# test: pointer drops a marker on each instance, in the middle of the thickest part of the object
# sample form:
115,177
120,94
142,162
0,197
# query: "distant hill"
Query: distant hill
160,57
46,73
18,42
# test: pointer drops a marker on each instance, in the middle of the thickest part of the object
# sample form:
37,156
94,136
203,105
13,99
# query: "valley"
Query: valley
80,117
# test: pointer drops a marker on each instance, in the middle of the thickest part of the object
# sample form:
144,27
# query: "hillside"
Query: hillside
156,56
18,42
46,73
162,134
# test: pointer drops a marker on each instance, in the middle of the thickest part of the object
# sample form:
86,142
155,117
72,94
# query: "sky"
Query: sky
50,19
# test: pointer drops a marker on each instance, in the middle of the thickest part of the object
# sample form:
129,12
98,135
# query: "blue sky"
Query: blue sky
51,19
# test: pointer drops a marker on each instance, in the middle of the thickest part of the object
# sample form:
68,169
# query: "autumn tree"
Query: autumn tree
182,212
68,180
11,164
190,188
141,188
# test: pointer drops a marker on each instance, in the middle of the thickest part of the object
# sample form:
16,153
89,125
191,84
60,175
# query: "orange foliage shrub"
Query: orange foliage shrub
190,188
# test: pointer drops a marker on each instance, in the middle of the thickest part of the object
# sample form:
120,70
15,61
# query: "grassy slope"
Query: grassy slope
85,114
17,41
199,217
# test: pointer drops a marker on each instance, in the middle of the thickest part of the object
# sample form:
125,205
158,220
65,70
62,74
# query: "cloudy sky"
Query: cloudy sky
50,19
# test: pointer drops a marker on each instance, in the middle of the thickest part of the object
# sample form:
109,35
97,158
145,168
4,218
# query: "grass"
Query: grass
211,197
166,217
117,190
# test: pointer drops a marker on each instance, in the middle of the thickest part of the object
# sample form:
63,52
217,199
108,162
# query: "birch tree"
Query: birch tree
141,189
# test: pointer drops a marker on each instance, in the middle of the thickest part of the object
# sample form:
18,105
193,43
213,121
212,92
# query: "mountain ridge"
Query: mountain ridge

========================================

#### Goal of the exercise
Word for word, write out the data.

#### Result of the task
# test: pointer drops a marker on each instance, in the middle of the thickest part of the object
# sample form:
115,177
120,94
142,162
0,197
# query: "distant hill"
Query: distant hill
160,57
46,73
18,42
# test: pointer drops a marker on each instance, in the middle of the thickest part of the object
# sample form:
37,156
94,136
203,105
13,99
# query: "valley"
Query: valley
80,117
# test: pointer drops a marker on each instance, in the middle of the thickest part of the object
# sample form:
144,27
# query: "hillside"
Query: hillside
156,56
18,42
46,73
162,134
# test: pointer drops a marker on each instance, in the middle of the thickest part of the object
# sample form:
86,142
155,117
72,94
# query: "sky"
Query: sky
50,19
# test: pointer drops a marker on each instance, in the middle of the thickest part of the object
# sample form:
129,12
98,135
# query: "blue sky"
Query: blue sky
51,19
# test: pointer drops a marker on each instance, in the middle of the thickest part of the object
# sample form:
68,169
# query: "autumn tree"
Query: autumn tree
182,212
68,180
11,164
190,188
141,188
# test: pointer drops a marker on each instance, in the middle of the thickest part of the object
# sample form:
16,153
89,125
191,84
60,175
# query: "orange foliage shrub"
Query: orange foliage shrub
190,188
# test: pointer drops a marker on each instance, in the middle of the thickest part of the object
# sample form:
120,70
15,61
# query: "grassy slope"
Query: grassy slope
85,114
17,41
199,217
# test: pointer drops a marker on each instance, in the middle of the thickest part of the object
# sample form:
125,205
158,220
65,70
62,74
# query: "cloudy sky"
Query: cloudy sky
50,19
# test: pointer drops a marker on each instance, in the middle of the thickest part of the object
# sample form:
109,35
97,158
145,168
4,218
# query: "grass"
Query: grass
211,197
166,217
117,190
# test: pointer drops a marker on each instance, in the middle of the thickest part of the object
# sample form:
63,52
217,199
108,162
# query: "birch tree"
Query: birch tree
141,189
# test: pointer drops a marker on each instance, in the middle of the thickest part of the object
# sample form:
18,105
193,43
213,121
212,92
# query: "mountain ridge"
Query: mountain ridge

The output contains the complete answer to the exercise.